**Entries provided:**

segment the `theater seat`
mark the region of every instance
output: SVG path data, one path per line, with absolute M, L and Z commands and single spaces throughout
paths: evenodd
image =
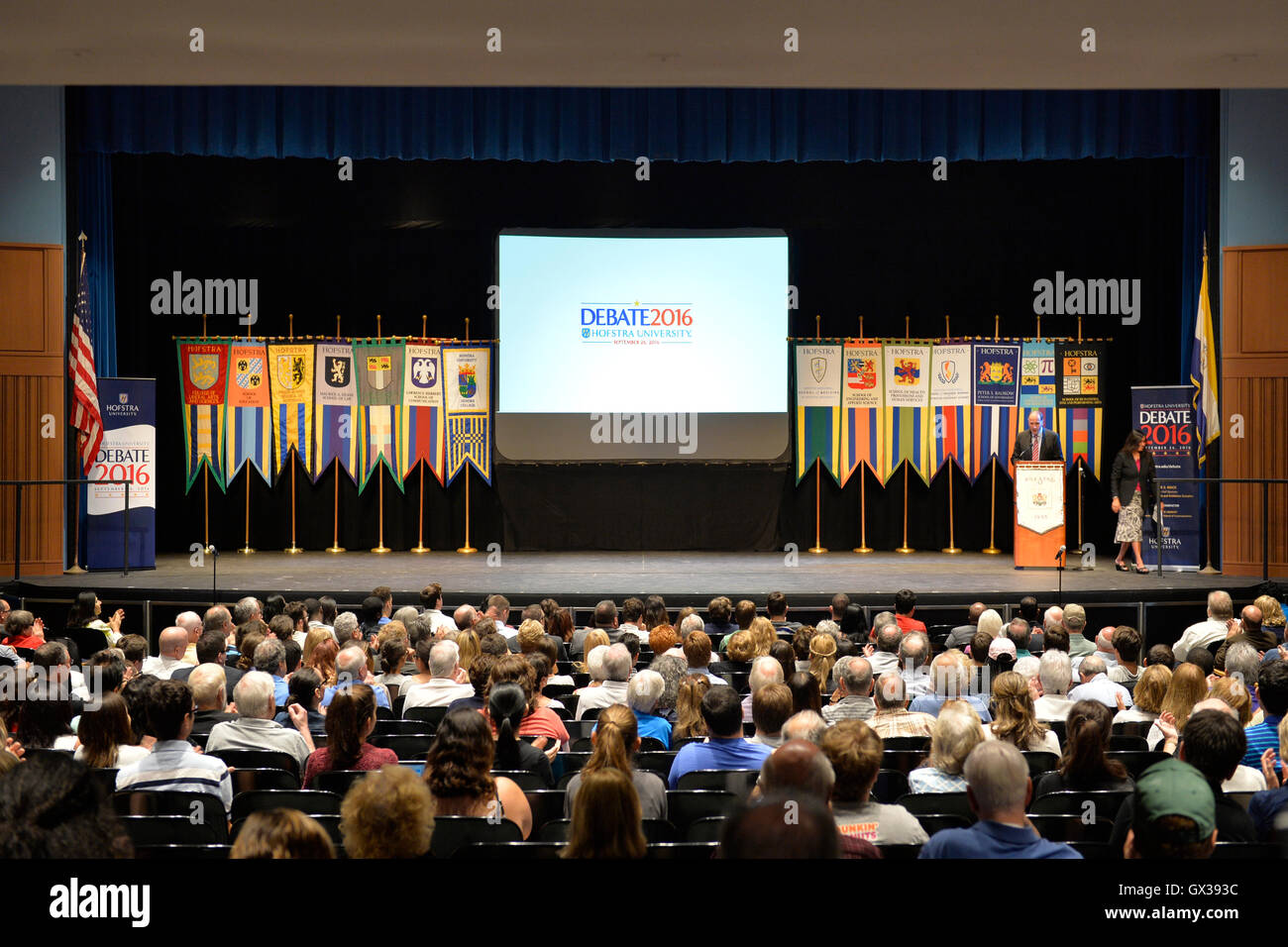
M 429 852 L 434 858 L 451 858 L 456 849 L 471 841 L 523 841 L 519 826 L 507 818 L 496 822 L 475 816 L 438 816 Z

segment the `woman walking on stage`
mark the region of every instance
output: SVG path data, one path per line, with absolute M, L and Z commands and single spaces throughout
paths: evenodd
M 1119 572 L 1128 571 L 1123 557 L 1127 555 L 1130 545 L 1136 557 L 1136 571 L 1146 573 L 1149 569 L 1140 558 L 1141 522 L 1154 512 L 1158 486 L 1154 481 L 1154 456 L 1145 448 L 1145 435 L 1139 430 L 1132 430 L 1127 435 L 1127 442 L 1114 457 L 1110 490 L 1114 497 L 1112 509 L 1118 514 L 1114 542 L 1121 544 L 1114 567 Z M 1127 500 L 1122 499 L 1124 496 Z

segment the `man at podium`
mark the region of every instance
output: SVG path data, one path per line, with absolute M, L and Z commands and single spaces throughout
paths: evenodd
M 1042 428 L 1042 412 L 1029 411 L 1029 429 L 1021 430 L 1015 438 L 1015 450 L 1011 452 L 1011 463 L 1020 460 L 1064 460 L 1060 451 L 1060 438 L 1054 430 Z

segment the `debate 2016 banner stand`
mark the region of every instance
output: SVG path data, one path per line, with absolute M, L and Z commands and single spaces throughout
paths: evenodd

**Directions:** Reproduce all of the records above line for line and word for word, leaving out the pictures.

**Output of the exercise:**
segment the `theater seat`
mark the region of every instance
output: SVG path data, one path per line, with absolute M, L and Z commands and single spaces throughout
paths: evenodd
image =
M 429 852 L 434 858 L 451 858 L 456 849 L 471 841 L 523 841 L 519 826 L 507 818 L 496 822 L 475 816 L 438 816 Z

segment the `woman walking on stage`
mark the region of every instance
output: SVG path data, one path per line, with absolute M, L and Z commands and single spaces throughout
paths: evenodd
M 1119 572 L 1128 571 L 1123 557 L 1127 555 L 1130 545 L 1136 557 L 1136 571 L 1146 573 L 1149 569 L 1140 558 L 1141 522 L 1154 512 L 1158 486 L 1154 481 L 1154 456 L 1145 448 L 1145 435 L 1139 430 L 1132 430 L 1127 435 L 1127 442 L 1114 457 L 1110 490 L 1114 497 L 1112 509 L 1118 514 L 1114 542 L 1121 544 L 1114 567 Z M 1127 500 L 1122 499 L 1124 496 Z

segment the `man at podium`
mark the region of every instance
output: SVG path data, one path per line, with absolute M, L and Z commands and single spaces throughout
paths: evenodd
M 1042 428 L 1042 412 L 1029 411 L 1029 429 L 1021 430 L 1015 438 L 1015 450 L 1011 452 L 1011 463 L 1020 460 L 1064 460 L 1060 451 L 1060 438 L 1054 430 Z

segment the `debate 2016 banner stand`
mark the region of every instance
output: SVG path data, one path per line, with absolute M, L and Z commands and single spaces throughout
paths: evenodd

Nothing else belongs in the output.